**EXTRACTED MATERIAL:**

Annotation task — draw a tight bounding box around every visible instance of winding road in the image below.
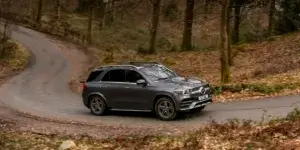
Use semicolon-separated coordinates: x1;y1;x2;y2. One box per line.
0;27;300;132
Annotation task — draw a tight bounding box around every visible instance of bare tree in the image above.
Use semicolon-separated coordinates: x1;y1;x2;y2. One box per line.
87;5;94;45
268;0;276;36
35;0;43;26
220;0;230;83
149;0;161;54
55;0;61;20
181;0;195;50
226;0;233;66
98;0;108;29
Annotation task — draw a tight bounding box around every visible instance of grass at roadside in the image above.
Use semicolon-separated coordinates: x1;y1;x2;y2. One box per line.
0;109;300;150
15;11;300;102
0;40;30;83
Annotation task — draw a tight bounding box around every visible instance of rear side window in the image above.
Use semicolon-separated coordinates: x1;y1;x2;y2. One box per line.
102;69;125;82
86;70;103;82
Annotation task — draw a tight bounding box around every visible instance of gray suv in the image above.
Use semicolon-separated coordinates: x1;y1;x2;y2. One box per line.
82;62;212;120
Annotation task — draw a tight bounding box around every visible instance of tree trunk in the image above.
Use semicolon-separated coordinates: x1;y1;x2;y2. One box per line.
220;0;230;84
204;0;210;19
111;0;116;22
268;0;276;36
36;0;43;27
227;0;233;66
99;0;106;29
149;0;161;54
56;0;61;20
232;3;241;44
87;6;94;45
181;0;195;51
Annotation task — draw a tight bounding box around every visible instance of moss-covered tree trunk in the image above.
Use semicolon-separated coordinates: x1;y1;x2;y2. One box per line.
220;0;230;84
181;0;195;51
35;0;43;27
268;0;276;36
227;0;233;66
99;0;106;29
87;5;94;45
55;0;61;20
232;0;241;44
149;0;161;54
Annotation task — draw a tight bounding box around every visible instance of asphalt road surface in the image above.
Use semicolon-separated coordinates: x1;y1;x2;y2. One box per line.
0;27;300;129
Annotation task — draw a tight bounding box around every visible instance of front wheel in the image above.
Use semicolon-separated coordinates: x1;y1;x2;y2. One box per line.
155;97;177;121
190;106;206;114
89;95;106;116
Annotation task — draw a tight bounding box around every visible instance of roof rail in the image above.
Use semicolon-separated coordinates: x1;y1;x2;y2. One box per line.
127;61;160;65
97;65;135;69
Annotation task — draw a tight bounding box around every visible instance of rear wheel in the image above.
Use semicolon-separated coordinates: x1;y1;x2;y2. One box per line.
191;106;206;113
155;97;177;121
89;95;106;116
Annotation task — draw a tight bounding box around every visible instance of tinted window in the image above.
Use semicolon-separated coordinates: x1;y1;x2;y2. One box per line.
102;69;125;82
86;71;103;82
101;72;110;81
126;70;144;83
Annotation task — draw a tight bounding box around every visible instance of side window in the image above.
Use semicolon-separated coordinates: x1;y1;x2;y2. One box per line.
86;71;103;82
126;70;144;83
102;69;125;82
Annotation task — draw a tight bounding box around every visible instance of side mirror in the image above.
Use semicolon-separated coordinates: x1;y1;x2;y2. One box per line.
136;79;147;86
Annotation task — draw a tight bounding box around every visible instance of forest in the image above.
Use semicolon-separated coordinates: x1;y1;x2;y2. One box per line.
1;0;300;101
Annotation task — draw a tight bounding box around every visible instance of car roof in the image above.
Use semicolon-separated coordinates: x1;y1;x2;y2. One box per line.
94;62;162;71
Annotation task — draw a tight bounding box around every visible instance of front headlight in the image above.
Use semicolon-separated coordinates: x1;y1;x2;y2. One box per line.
174;89;192;95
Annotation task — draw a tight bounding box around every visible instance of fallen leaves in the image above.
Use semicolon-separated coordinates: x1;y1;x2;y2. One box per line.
0;110;300;150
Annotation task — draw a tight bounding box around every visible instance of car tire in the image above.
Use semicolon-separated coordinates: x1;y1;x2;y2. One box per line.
155;97;177;121
89;95;107;116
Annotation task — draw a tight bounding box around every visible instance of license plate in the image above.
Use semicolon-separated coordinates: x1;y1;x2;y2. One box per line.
198;95;209;101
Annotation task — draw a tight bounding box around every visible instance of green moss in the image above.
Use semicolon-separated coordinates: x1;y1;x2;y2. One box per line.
212;83;300;95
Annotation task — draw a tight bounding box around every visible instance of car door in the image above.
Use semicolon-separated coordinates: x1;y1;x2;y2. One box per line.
99;69;128;109
124;69;154;110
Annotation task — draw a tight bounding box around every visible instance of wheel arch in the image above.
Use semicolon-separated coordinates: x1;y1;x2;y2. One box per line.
153;93;177;110
87;92;107;107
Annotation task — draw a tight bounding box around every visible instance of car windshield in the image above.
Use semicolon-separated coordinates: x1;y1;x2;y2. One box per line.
140;65;178;81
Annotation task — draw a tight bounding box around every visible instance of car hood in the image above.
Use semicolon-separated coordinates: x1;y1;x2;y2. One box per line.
157;77;206;88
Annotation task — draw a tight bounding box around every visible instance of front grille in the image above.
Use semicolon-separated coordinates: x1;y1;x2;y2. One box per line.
180;99;194;108
192;84;211;96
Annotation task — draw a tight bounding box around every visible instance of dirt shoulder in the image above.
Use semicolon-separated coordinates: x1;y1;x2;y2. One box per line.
0;110;300;150
0;41;31;85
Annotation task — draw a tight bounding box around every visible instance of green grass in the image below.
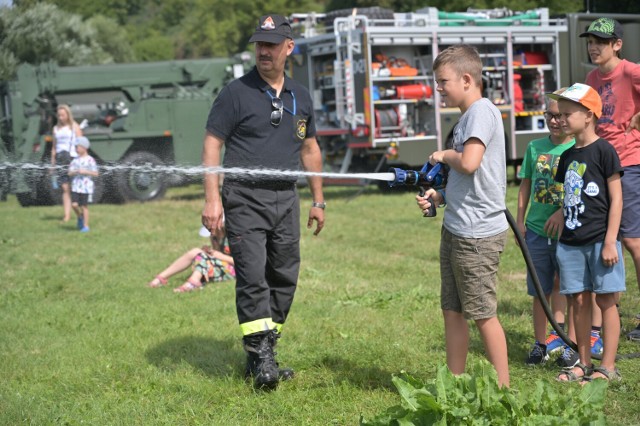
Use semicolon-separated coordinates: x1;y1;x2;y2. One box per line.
0;185;640;425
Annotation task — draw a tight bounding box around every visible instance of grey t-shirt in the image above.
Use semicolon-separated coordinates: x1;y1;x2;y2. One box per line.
443;98;509;238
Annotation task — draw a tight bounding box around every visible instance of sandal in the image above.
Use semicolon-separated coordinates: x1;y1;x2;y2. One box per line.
147;275;169;288
591;366;622;382
173;280;204;293
556;362;594;382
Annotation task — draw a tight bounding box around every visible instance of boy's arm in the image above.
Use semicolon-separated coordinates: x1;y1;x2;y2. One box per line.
516;178;531;235
429;138;486;175
624;112;640;135
602;173;622;266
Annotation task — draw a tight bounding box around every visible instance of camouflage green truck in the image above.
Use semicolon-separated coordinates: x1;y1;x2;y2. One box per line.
0;54;250;206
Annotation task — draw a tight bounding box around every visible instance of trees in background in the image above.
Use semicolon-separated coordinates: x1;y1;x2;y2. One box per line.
6;0;640;79
0;3;134;80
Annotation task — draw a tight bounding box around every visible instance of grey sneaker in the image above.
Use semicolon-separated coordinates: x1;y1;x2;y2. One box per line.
524;341;549;365
556;346;580;369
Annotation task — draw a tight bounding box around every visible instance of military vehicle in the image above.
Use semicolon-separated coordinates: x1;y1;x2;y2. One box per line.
0;53;251;206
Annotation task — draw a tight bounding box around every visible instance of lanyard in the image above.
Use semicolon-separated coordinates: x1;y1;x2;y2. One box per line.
267;90;296;116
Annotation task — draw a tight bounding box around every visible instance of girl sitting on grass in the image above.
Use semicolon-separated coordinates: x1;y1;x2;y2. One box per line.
148;228;236;293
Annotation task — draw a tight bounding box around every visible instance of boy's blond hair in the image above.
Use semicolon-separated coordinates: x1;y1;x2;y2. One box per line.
433;44;482;88
544;86;569;109
56;104;75;127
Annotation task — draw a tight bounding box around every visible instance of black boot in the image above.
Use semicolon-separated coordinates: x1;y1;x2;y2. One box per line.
242;331;278;389
269;330;295;380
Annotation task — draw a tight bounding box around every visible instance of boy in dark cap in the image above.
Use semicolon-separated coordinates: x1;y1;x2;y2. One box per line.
580;18;640;341
202;15;325;389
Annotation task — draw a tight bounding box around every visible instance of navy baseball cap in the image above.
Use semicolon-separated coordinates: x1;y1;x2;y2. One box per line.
580;18;622;40
249;15;293;44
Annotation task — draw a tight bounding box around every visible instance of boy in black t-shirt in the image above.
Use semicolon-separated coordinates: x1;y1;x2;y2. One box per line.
548;83;625;382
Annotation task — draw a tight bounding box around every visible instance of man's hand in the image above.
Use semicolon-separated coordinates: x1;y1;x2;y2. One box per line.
202;200;224;232
416;188;443;214
307;207;324;235
544;209;564;239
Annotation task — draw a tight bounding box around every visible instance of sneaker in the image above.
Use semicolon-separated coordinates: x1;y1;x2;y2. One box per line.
556;345;580;369
591;331;604;355
544;330;564;355
524;340;549;365
627;325;640;342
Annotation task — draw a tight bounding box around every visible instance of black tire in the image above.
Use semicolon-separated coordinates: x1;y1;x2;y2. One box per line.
116;151;167;201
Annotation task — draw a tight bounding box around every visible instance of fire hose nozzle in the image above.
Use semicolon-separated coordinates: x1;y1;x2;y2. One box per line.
389;162;444;217
389;163;444;187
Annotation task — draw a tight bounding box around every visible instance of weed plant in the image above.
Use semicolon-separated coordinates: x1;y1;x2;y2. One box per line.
0;185;640;425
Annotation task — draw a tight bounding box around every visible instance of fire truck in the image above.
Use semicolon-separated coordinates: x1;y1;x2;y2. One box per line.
288;7;640;183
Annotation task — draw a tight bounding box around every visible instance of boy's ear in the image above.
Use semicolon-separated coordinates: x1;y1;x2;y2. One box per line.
462;73;473;86
611;39;622;52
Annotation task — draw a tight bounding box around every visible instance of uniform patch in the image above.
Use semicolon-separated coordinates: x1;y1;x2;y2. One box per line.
260;16;276;31
296;120;307;139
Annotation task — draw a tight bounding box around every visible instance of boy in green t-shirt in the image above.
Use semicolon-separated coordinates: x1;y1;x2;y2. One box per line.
516;89;578;367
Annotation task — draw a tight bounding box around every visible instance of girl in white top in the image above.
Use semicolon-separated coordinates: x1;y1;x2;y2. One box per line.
51;104;82;222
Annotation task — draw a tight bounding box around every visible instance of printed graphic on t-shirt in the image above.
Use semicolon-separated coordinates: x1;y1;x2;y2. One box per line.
533;154;563;206
598;81;616;125
564;161;587;230
69;155;98;194
296;119;307;140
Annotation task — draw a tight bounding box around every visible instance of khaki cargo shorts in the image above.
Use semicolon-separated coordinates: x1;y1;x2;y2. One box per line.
440;227;507;320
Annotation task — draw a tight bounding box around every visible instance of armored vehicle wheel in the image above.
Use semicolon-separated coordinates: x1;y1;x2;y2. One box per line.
116;152;167;201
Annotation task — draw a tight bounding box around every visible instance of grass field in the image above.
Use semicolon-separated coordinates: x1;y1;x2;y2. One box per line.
0;185;640;425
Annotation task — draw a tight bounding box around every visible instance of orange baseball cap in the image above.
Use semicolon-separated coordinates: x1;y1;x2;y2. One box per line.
547;83;602;118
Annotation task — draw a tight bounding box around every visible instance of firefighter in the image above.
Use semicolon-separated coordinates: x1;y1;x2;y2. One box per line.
202;15;325;389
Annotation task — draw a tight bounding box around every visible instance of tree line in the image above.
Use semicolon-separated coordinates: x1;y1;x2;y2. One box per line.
0;0;640;80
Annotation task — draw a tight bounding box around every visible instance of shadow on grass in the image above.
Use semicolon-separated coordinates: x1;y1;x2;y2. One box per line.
165;191;204;201
318;356;396;390
145;336;244;377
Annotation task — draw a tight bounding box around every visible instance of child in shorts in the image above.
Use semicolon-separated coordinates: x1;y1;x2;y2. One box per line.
580;18;640;341
548;83;625;382
69;136;98;232
416;44;509;386
516;88;577;367
148;227;236;293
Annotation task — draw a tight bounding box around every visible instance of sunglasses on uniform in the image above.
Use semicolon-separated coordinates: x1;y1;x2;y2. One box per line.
271;97;284;127
267;90;296;127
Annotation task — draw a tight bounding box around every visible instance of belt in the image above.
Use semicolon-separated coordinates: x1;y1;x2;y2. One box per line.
224;179;296;191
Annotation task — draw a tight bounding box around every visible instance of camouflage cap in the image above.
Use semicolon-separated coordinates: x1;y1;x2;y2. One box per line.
580;18;622;40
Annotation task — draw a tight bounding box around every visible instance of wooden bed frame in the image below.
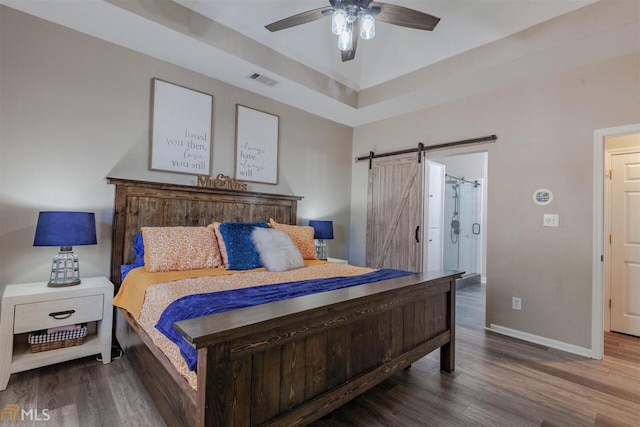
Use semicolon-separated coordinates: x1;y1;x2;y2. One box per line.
108;178;460;426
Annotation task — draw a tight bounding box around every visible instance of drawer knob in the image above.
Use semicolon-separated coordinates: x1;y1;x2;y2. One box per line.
49;310;76;320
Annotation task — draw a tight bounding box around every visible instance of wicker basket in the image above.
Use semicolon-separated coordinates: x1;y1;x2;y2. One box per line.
28;324;87;353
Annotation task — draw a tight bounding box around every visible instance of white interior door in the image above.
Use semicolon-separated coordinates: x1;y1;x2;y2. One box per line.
611;153;640;336
422;159;446;271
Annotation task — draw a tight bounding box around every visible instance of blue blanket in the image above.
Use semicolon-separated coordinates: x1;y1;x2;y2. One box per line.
156;269;413;371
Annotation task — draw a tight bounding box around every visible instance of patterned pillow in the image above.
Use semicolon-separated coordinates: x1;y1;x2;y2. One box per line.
141;227;221;273
208;222;229;268
219;222;269;270
251;227;304;271
269;218;318;259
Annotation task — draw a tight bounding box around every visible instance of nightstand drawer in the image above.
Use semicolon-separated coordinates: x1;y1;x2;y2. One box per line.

**WHAT THE EXERCISE ASKS:** Copy the lines from the one containing "dark cap in the image above." through the one containing "288;7;640;183", inclusive, swapping "sneaker" for "running shoe" and leaving everything else unchanged.

**TASK SOLUTION:**
Annotation task — draw a tight bounding box around every visible instance of boy in dark cap in the image above.
Use semicolon-separated coordinates: x1;y1;x2;y2. One box per line.
580;18;640;341
202;15;325;389
Annotation task — draw a tight bounding box around every visible instance of navy baseball cap in the image above.
Use semicolon-separated coordinates: x1;y1;x2;y2. One box per line.
580;18;622;40
249;15;293;44
Annotation task — draw a tight bounding box around every visible instance of boy in black t-shirt in the image above.
Use semicolon-separated coordinates: x1;y1;x2;y2. One box per line.
548;83;625;382
Annotation task — draw a tight bounding box around every visible instance of man's hand in the image above.
Use semicolon-separated coordinates: x1;y1;x2;y2. One box per line.
202;200;224;232
416;188;443;214
307;207;324;235
544;209;564;239
Annotation task — draw a tight bounding box around every visible instance of running shoe in the image above.
Use semicolon-separated coordinates: x1;y1;x2;y2. One box per line.
556;345;580;369
591;331;604;355
544;330;564;355
524;340;549;365
627;325;640;342
Annotation task — draw a tight bounding box around every visible instance of black tire in the image above.
Use semicolon-separated coordinates: x1;y1;x2;y2. One box per line.
116;151;167;201
Annotation task — draw a tight bounding box around every visible instance of fire hose nozzle in the image above.
Use semicolon-separated coordinates: x1;y1;x2;y2. One box per line.
389;162;444;217
389;163;444;187
Annotation task — draw a tight bounding box around every visible instance of weed plant in the image above.
Use semicolon-separated coordinates: x1;y1;x2;y2. One box per line.
0;185;640;425
Annotation task — draw a tight bounding box around every visible instance of fire truck in the image above.
Use semicolon-separated coordinates: x1;y1;x2;y2. One box per line.
288;7;640;183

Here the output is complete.